“Prima ha ucciso il fratello con tre colpi al petto, poi si è chiuso in camera da letto e ha rivolto la pistola contro se stesso”. Patrizio Baltieri, 28 anni, appassionato di tiro a volo, ha ammazzato il fratello Edoardo, quattro anni più giovane, probabilmente dopo un litigio.
I loro corpi senza vita sono stati scoperti sabato sera poco dopo le 19, quando il padre è rientrato a casa. La famiglia Baltieri aveva perso un altro figlio, malato di leucemia, cinque anni fa”.
E si rinnovano le domande, tanto inevitabili quanto scontate, quando succedono fattacci del genere. Sembra che la sventura si accanisca quando sceglie un bersaglio: prima la leucemia, adesso l’omicidio-suicidio dei due fratelli. E ci si chiede chi è rimasto di questa famiglia e come farà a sopravvivere, dopo tutto quello che è successo.

» RECORD FORNITI:
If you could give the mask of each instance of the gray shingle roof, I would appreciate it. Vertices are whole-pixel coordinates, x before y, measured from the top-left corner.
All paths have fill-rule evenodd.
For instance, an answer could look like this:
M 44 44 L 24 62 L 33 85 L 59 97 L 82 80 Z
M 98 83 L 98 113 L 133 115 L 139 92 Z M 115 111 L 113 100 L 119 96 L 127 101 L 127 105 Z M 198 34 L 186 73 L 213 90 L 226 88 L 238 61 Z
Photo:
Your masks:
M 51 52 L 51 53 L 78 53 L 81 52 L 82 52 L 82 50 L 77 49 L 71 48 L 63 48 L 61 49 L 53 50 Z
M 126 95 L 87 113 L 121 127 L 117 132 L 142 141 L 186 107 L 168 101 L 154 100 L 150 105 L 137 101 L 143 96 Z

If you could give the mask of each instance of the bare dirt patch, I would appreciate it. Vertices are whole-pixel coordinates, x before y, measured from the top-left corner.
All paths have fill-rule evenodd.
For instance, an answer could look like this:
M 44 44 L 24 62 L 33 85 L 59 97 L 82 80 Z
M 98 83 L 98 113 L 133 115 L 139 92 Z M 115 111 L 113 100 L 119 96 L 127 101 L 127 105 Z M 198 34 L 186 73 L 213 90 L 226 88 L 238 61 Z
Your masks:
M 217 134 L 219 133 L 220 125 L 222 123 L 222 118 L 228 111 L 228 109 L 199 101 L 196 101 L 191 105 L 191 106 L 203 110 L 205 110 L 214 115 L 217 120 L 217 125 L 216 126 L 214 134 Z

--

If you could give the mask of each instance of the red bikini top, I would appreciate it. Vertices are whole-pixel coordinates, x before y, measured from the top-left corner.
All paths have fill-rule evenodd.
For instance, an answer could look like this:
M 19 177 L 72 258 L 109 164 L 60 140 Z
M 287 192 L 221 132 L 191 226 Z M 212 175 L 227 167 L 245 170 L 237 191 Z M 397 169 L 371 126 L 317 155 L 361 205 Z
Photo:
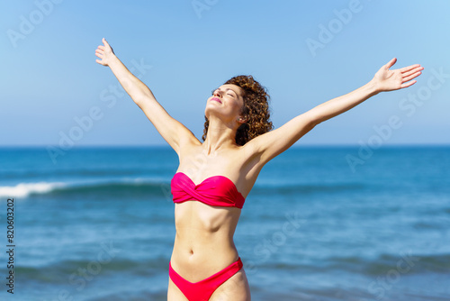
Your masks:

» ATTIVITÀ: Secondo la sezione di testo, quando sono stati scoperti i corpi dei due fratelli?

» RISPOSTA SCRITTA: Sabato sera poco dopo le 19, quando il padre è rientrato a casa.